• **Region segmentation data**:

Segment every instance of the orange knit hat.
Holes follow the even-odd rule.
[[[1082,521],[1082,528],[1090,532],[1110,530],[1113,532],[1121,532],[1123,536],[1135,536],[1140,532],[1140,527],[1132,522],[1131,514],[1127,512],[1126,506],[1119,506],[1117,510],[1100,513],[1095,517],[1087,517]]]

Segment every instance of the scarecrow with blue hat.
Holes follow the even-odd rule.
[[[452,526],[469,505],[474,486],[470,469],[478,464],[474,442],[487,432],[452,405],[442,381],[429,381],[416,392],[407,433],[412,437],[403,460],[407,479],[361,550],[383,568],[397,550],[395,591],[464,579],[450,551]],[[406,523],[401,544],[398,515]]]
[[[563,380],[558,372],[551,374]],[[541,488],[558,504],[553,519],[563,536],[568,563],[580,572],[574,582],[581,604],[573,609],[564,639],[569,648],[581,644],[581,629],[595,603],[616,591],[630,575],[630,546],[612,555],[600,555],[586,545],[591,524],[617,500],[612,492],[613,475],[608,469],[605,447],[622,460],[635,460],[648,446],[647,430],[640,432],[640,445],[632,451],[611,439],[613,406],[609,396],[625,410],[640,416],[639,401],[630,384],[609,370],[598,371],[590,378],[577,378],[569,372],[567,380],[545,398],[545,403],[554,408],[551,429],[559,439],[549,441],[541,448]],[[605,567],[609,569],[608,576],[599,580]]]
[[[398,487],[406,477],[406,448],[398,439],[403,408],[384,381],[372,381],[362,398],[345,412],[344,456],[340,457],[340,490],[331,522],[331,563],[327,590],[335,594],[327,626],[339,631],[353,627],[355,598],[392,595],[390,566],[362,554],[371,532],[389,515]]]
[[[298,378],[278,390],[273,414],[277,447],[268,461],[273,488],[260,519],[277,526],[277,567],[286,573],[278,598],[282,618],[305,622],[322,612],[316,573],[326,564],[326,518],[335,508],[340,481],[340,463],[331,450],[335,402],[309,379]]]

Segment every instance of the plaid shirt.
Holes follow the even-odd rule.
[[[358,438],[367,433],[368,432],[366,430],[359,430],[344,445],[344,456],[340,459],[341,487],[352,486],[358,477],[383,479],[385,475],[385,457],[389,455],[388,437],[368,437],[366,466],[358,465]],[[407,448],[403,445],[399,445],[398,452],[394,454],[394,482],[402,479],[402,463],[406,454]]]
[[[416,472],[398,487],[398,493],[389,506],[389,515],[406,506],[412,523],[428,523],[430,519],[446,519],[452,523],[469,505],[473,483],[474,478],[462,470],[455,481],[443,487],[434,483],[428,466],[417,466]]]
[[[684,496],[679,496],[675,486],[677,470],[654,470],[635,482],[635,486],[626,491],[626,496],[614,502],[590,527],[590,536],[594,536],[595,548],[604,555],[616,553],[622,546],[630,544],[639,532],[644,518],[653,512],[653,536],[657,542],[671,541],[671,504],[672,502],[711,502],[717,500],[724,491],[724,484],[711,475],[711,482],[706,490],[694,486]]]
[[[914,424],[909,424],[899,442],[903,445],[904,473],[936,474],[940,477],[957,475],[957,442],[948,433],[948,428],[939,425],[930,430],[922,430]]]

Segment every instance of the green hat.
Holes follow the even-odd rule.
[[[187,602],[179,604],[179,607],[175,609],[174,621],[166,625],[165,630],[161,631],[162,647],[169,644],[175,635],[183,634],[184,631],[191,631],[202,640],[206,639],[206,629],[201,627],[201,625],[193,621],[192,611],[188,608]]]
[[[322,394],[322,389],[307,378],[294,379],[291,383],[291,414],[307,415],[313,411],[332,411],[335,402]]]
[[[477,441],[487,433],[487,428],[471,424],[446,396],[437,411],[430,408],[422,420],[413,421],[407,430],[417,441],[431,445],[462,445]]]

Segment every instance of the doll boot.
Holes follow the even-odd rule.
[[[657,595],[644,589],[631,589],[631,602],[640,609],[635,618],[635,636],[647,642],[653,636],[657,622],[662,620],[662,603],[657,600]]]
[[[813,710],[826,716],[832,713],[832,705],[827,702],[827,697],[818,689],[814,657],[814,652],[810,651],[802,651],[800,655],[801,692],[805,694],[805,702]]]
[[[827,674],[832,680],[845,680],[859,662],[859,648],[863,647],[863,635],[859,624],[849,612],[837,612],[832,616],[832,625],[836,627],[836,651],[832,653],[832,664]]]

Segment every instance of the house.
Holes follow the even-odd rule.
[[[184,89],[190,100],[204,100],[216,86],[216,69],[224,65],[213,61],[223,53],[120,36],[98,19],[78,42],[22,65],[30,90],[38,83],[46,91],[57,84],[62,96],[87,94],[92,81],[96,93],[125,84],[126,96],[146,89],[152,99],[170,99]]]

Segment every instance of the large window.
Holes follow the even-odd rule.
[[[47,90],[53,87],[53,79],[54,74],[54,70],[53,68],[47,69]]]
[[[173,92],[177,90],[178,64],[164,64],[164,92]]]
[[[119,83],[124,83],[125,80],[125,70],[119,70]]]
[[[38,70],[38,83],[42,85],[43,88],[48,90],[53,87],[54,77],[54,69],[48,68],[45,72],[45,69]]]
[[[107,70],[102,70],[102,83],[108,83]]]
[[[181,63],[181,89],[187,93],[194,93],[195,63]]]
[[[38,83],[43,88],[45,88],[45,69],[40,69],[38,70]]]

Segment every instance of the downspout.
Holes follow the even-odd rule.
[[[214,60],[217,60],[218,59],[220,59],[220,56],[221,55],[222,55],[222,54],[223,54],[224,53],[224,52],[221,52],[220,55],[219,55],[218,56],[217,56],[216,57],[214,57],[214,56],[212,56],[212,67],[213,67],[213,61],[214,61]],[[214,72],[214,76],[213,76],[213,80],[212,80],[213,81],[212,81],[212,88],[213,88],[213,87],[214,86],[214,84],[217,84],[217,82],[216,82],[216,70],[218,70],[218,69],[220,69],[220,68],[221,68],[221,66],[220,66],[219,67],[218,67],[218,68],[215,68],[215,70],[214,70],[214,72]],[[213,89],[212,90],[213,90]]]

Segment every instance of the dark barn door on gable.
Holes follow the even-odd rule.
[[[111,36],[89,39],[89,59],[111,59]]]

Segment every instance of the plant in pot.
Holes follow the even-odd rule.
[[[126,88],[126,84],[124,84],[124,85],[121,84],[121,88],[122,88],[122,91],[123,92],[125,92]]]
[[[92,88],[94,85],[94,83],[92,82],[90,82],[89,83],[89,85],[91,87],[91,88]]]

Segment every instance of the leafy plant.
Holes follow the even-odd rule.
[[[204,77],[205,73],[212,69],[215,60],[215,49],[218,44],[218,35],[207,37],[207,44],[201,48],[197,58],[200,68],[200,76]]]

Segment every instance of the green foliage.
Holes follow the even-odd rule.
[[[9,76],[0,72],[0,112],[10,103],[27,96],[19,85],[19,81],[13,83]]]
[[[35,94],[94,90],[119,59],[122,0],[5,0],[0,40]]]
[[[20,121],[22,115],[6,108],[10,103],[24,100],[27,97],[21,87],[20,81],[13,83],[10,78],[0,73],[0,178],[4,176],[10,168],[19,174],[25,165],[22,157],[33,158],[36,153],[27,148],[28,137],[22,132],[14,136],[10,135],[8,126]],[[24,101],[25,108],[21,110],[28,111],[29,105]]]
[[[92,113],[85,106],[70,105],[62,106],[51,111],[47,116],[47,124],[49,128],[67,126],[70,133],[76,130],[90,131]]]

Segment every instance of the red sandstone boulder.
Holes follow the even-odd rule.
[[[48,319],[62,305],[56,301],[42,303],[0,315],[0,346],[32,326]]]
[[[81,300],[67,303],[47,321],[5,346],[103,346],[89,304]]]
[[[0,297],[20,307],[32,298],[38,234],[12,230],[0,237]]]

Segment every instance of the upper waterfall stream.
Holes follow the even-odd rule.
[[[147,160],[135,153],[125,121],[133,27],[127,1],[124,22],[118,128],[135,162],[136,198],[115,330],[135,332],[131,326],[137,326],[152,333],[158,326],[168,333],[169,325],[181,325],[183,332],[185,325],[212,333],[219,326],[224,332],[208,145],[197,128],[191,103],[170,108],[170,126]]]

• **Task brief**: Reproduce, unchanged, the lines of the entries that begin with the line containing "Segment every instance of the downspout." and end with the line containing "[[[0,297],[20,307],[32,298],[38,234],[12,230],[0,237]]]", including both of those lines.

• **Answer for the task**:
Segment every instance of the downspout.
Holes follow the even-odd rule.
[[[214,60],[217,60],[218,59],[220,59],[220,56],[221,55],[222,55],[222,54],[223,54],[224,53],[224,52],[221,52],[220,55],[219,55],[218,56],[217,56],[216,57],[214,57],[214,56],[212,56],[212,67],[213,67],[213,61],[214,61]],[[214,72],[214,76],[213,76],[213,80],[212,80],[213,81],[212,81],[212,88],[213,88],[213,87],[214,86],[214,84],[217,84],[217,82],[216,82],[216,70],[218,70],[218,69],[220,69],[220,68],[221,68],[221,66],[220,66],[219,67],[218,67],[218,68],[215,68],[215,70],[214,70],[214,72]],[[213,89],[212,90],[213,90]]]

Segment every instance of the dark barn door on gable.
Holes follow the even-odd rule.
[[[111,36],[89,39],[89,59],[111,59]]]

Segment every instance of the plant in pot.
Holes follow the even-odd rule.
[[[126,88],[126,84],[124,84],[124,85],[121,84],[121,88],[122,88],[122,91],[123,92],[125,92]]]
[[[92,88],[94,85],[94,83],[92,82],[90,82],[89,83],[89,85],[91,87],[91,88]]]

Segment every instance of the leafy plant.
Holes follow the even-odd rule.
[[[204,77],[205,73],[212,69],[215,60],[215,49],[218,44],[218,35],[207,37],[207,44],[201,48],[197,58],[200,68],[200,76]]]

Segment every instance of the green foliage.
Holes follow the even-odd rule.
[[[9,76],[0,72],[0,112],[10,103],[27,96],[19,85],[19,81],[13,83]]]
[[[35,94],[94,90],[119,59],[122,0],[5,0],[0,40]]]
[[[20,121],[22,115],[6,108],[10,103],[24,100],[27,97],[21,87],[20,81],[13,83],[10,78],[0,73],[0,178],[4,176],[10,168],[19,174],[25,165],[22,157],[33,158],[36,153],[27,148],[28,137],[22,132],[14,136],[10,135],[8,126]],[[24,101],[25,108],[21,110],[28,111],[29,105]]]
[[[92,113],[85,106],[70,105],[62,106],[51,111],[47,116],[47,124],[49,128],[67,126],[70,133],[76,130],[90,131]]]

Segment every instance of the red sandstone boulder.
Holes follow the even-odd rule.
[[[48,319],[62,305],[56,301],[42,303],[0,315],[0,346],[32,326]]]
[[[81,300],[67,303],[47,321],[5,346],[103,346],[89,304]]]
[[[0,297],[20,307],[32,298],[38,234],[12,230],[0,237]]]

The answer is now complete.